Start of Selected extract

R package for clustering and visualizing pairwise Mash distance data
Mash (Fast genome and metagenome distance estimation using MinHash) is a commonly used tool for fast distance estimation of sequences, including building a pairwise distance matrix for a set of sequences. MashClustR is a simple R package that is able to use the pairwise distance results from Mash to divide the sequences into clusters using UMGPA hierarchical clustering method. It is also able to compare different threshold of clustering, and generate visualization for the clustering results.
To install MashClustR to your R environment, devtools
must be installed.
MashClustR also requires magrittr
, dlpyr
, ggplot2
and gridExtra
packages to be installed. If not, they will be installed automatically.
install.packages("devtools")
devtools::install_github("davidtong28/MashClustR")
Currently, MashClustR offers these functions:
input(filepath)
: Read in a mash pairwise distance file, parses it and saves in variable "mash_matrix" in the global environment. There should not be a variable with the same name in the global environment in order for this package to function (this is CRUCIAL). The input file should be generated by using mash dist
command in Mash to the same sketch file to generate pairwise distance for each pair of sequences in the sequence set. Such as:
mash sketch -o sequences_to_cluster.sketch /path/to/sequence/set/*.fa
mash dist sequences_to_cluster.sketch sequences_to_cluster.sketch > inputfile
cluster_list_gen(cutoff)
: Generates a UPGMA hierarchical clustered table of Mash sequences based on given threshold from 0 to 1. The first column is the mash sequences in original order, the second column is the assigned cluster based on given cutoff. The mash distance cutoff for hierarchical clustering is chosen from 0 to 1. cutoff=0 means sequences will be divided when their mash distance is above 0. cutoff =1 means all sequences will form one cluster.
cluster_plot_gen(cutoff)
: Generates a histogram of cluster count distribution using the input cutoff value.

End of Selected extract
Start of Listed records

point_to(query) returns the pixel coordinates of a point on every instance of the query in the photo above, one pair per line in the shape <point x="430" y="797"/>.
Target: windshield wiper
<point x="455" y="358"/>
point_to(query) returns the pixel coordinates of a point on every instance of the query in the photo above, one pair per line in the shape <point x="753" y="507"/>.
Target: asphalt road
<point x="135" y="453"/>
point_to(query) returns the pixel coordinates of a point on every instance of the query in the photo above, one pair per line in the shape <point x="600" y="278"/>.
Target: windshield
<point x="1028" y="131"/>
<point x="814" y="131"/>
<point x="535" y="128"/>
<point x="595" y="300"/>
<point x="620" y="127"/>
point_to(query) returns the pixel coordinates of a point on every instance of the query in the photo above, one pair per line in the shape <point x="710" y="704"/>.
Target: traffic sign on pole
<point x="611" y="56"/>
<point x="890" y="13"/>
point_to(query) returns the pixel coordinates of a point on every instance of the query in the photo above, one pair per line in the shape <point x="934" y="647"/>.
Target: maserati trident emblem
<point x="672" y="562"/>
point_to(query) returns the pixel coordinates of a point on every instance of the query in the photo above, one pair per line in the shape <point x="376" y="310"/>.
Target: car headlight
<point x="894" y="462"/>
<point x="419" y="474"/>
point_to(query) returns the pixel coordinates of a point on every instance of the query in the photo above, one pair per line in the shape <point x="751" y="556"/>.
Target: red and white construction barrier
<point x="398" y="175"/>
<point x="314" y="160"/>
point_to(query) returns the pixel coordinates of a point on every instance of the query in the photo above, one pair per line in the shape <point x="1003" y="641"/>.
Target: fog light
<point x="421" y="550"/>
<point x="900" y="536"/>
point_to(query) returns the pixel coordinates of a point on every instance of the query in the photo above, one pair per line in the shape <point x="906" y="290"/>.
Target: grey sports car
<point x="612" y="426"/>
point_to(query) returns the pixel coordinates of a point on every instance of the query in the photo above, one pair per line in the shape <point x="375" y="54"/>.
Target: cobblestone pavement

End of Listed records

• [Description of the task]
Please repeat the MashClustR package description above in full, word for word.

• [Written answer]
R package for clustering and visualizing pairwise Mash distance data
Mash (Fast genome and metagenome distance estimation using MinHash) is a commonly used tool for fast distance estimation of sequences, including building a pairwise distance matrix for a set of sequences. MashClustR is a simple R package that is able to use the pairwise distance results from Mash to divide the sequences into clusters using UMGPA hierarchical clustering method. It is also able to compare different threshold of clustering, and generate visualization for the clustering results.
To install MashClustR to your R environment, devtools
must be installed.
MashClustR also requires magrittr
, dlpyr
, ggplot2
and gridExtra
packages to be installed. If not, they will be installed automatically.
install.packages("devtools")
devtools::install_github("davidtong28/MashClustR")
Currently, MashClustR offers these functions:
input(filepath)
: Read in a mash pairwise distance file, parses it and saves in variable "mash_matrix" in the global environment. There should not be a variable with the same name in the global environment in order for this package to function (this is CRUCIAL). The input file should be generated by using mash dist
command in Mash to the same sketch file to generate pairwise distance for each pair of sequences in the sequence set. Such as:
mash sketch -o sequences_to_cluster.sketch /path/to/sequence/set/*.fa
mash dist sequences_to_cluster.sketch sequences_to_cluster.sketch > inputfile
cluster_list_gen(cutoff)
: Generates a UPGMA hierarchical clustered table of Mash sequences based on given threshold from 0 to 1. The first column is the mash sequences in original order, the second column is the assigned cluster based on given cutoff. The mash distance cutoff for hierarchical clustering is chosen from 0 to 1. cutoff=0 means sequences will be divided when their mash distance is above 0. cutoff =1 means all sequences will form one cluster.
cluster_plot_gen(cutoff)
: Generates a histogram of cluster count distribution using the input cutoff value.